**Text for analysis:**
※
Still more essential was the support of her husband Denis at home, a source of emotional support and shrewd guidance. It is hard to imagine the arbitrary shutdown of bars, rugby clubs and golf courses were Denis still in Downing Street. What sort of help or advice, I wonder, does Boris get at home? To me, he cuts a lonely, isolated figure and one who, increasingly, seems to have little appetite for the momentous job in hand. It’s perfectly obvious to all but the wilfully blind that this appalling lockdown decision was made using flawed data.
At the PM’s much-delayed press conference last weekend, Whitty and Vallance insisted that – in the worst case – a terrifying 4,000 a day could soon be dying of Covid-19 unless we were locked in our homes. That bogus, exaggerated statistic fell apart within a matter of hours. The main estimate offered by Whitty and Vallance of 1,500 deaths a day was soon exposed as too high by at least 30 per cent.
Boris should have known that the methodology was all wrong well before his lockdown decision was announced on Monday because that very same data had predicted 1,000 deaths the previous day. In fact there were only 200. Why look in the crystal ball when you can read the book? The evidence to stop this catastrophe was all there but Boris was too lazy to turn the pages.
Professor Carl Heneghan of Oxford University and his team, beacons of common sense in the encircling gloom of risible rubbish, said this of the Government’s lamentable decision: ‘Continually they have overestimated the numbers that are going to die, mis-categorised Covid19 deaths, and exaggerated the impact on hospitals.’
Just so. Heneghan condemned their insistence on rushing out worstcase scenarios, irrespective of accuracy. Which is exactly what happened last weekend and why we are in the mess we’re in now. If this is so obvious to Heneghan, why isn’t it obvious to Boris, with all the access to information he has at No10?
The data in the latest dodgy dossier is so spurious that even Tony Blair and Alastair Campbell at their most cynical would not have embraced it. It is hardly reassuring to know that the British economy is going to hell in a handcart on the basis of such exaggerated nonsense.
And yet Johnson, Gove and Hancock wolfed it down like starving animals. It’s getting to the point in this pandemic where none of us can readily believe a word they say. When I was Chief Secretary 30 years ago, the National Debt was 20 per cent of our annual GDP.
※
**Records provided:**
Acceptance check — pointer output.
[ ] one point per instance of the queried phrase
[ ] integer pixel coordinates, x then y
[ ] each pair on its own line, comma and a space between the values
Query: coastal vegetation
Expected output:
※
**Required action 1:** In the lockdown column, reproduce the passage starting at "Still more essential" and ending at "using flawed data.", changing "golf courses" to "tennis clubs".
**Required action 2:** In the lockdown column, how many deaths had the data predicted for the day before the Monday announcement, and how many were there?

**Your solution 1:**
Still more essential was the support of her husband Denis at home, a source of emotional support and shrewd guidance. It is hard to imagine the arbitrary shutdown of bars, rugby clubs and tennis clubs were Denis still in Downing Street. What sort of help or advice, I wonder, does Boris get at home? To me, he cuts a lonely, isolated figure and one who, increasingly, seems to have little appetite for the momentous job in hand. It’s perfectly obvious to all but the wilfully blind that this appalling lockdown decision was made using flawed data.

**Your solution 2:** It predicted 1,000 deaths, and there were only 200.